> Given instruction A
In the Clark County settlement text, duplicate the passage starting with "With the traders, as" and going on through "of valuable fur.".
> Given instruction B
Render this sentence from the Clark County settlement text in Spanish: "Constructing a comfortable shack in the thick forests overlooking the winding stream, they made it their headquarters until the following spring."

> Document text
>>>
Clark County Press, Neillsville, WI

November 19, 2008, Page 20

Transcribed by Dolores Mohr Kenyon

 

 

First Settlement In Clark County

 

Compiled by Dee Zimmerman

 

The first occupancy of Clark County was brought about by the wealth of animal life in the forests, by its geographical advantages tributary to the Wisconsin, Chippewa and Black Rivers, and by its position as the common hunting-ground of the Chippewa, Dakota, Winnebago and, possibly, the Menominee Indians.

 

It was in the autumn of 1836, when the falling leaves had spread a soft carpet in the forest glades; when few of the wild flowers were left; when the feathered songsters had taken their departure, and the wild geese and ducks in great flocks were wending their south-bound flight with raucous cries, and when the fur-clad denizens of forest and stream had assumed their winter coats, or were making ready for the period of hibernation, that a party of French and Canadian trappers and fur traders came to this area.  They were in the employ of the American Fur Company, when they appeared on the East Fork of the Black River and established a temporary post.  Living in close touch with Nature in all her moods, and themselves almost an integral part of the savage landscape, the long and dreary winter had for them few terrors, and to its inconveniences they were accustomed and hardened by long experience.  Constructing a comfortable shack in the thick forests overlooking the winding stream, they made it their headquarters until the following spring.  From there, they set forth on their winter expeditions, penetrating into the surrounding wilderness to Indian villages in all directions, and returning from time to time with their hard-earned booty.  Many a blustering night passed when the members of the party, assembled around the roaring hearth and narrating by turns their wild and adventurous experiences, passed about the social glass, or broke forth into some wild and stirring song of the frontier, or, it may be, some gentler ditty reminiscent of more civilized scenes and arousing for the moment more tender emotions.

 

Visiting Indians from time to time camped nearby, adding to the picturesque scene and variety to the lives of the traders, the smudge from their camp-fires mingling with the smoke from the cabin, and the sound of their tom-toms and native singing and dancing vying with the roistering hilarity of the whites.

 

With the traders, as a packer, was a lad, Norbert St. Germaine, then but 16 years of age.  The imagination is stirred in contemplating the experiences of this courageous boy, far from home and youthful companions, accompanying these hardened adventurers on their excursions through the bitter cold of the snowbound forests.  He witnessed the haggling with natives over the exchange of furs and trinkets, and then returning over the dreary route to the isolated cabin, his slender shoulders bowed with the weight of a heavy pack of valuable fur.
<<<
> Dataset excerpt
>>>
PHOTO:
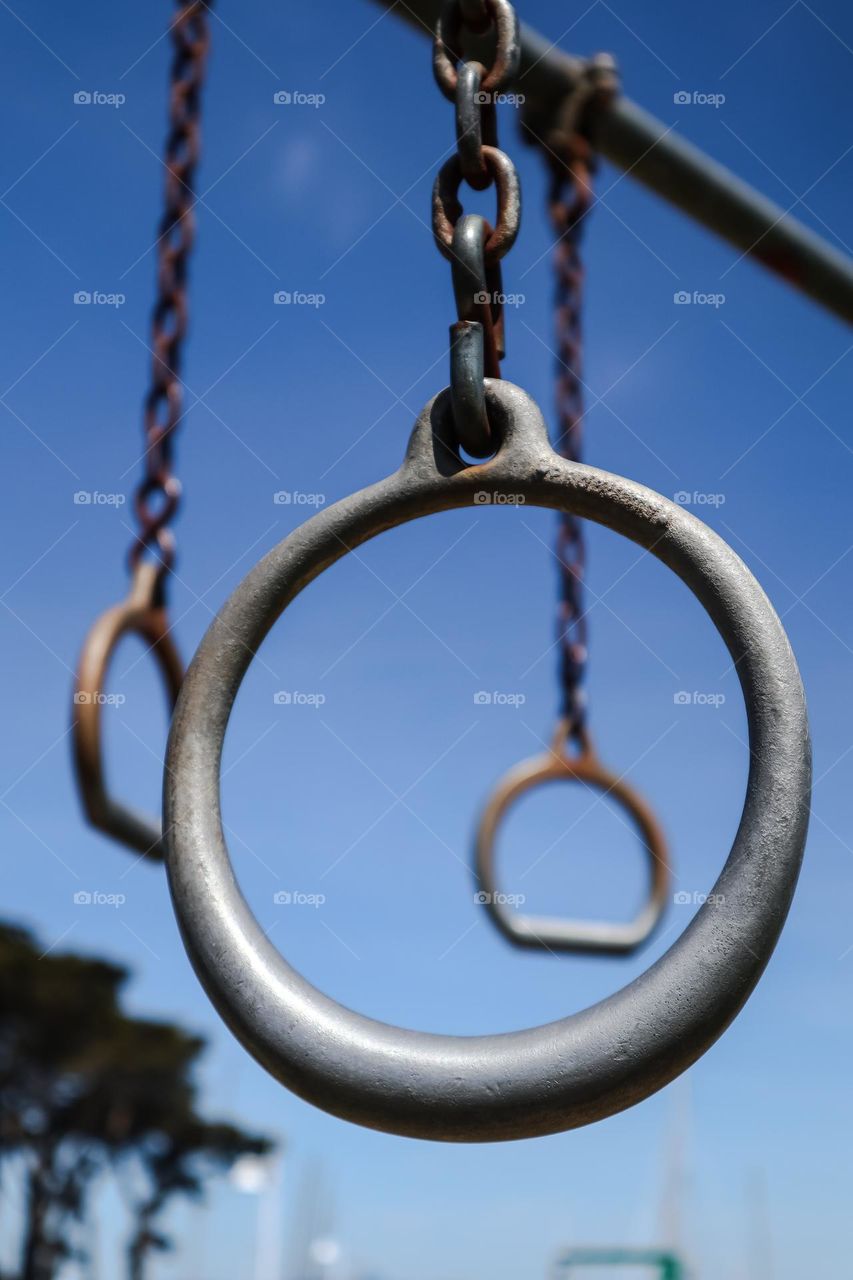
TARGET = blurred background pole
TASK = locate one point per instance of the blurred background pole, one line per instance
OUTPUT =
<<<
> Complete answer A
With the traders, as a packer, was a lad, Norbert St. Germaine, then but 16 years of age.  The imagination is stirred in contemplating the experiences of this courageous boy, far from home and youthful companions, accompanying these hardened adventurers on their excursions through the bitter cold of the snowbound forests.  He witnessed the haggling with natives over the exchange of furs and trinkets, and then returning over the dreary route to the isolated cabin, his slender shoulders bowed with the weight of a heavy pack of valuable fur.

> Complete answer B
Tras construir una cómoda cabaña en los espesos bosques que dominaban el sinuoso arroyo, la convirtieron en su cuartel general hasta la primavera siguiente.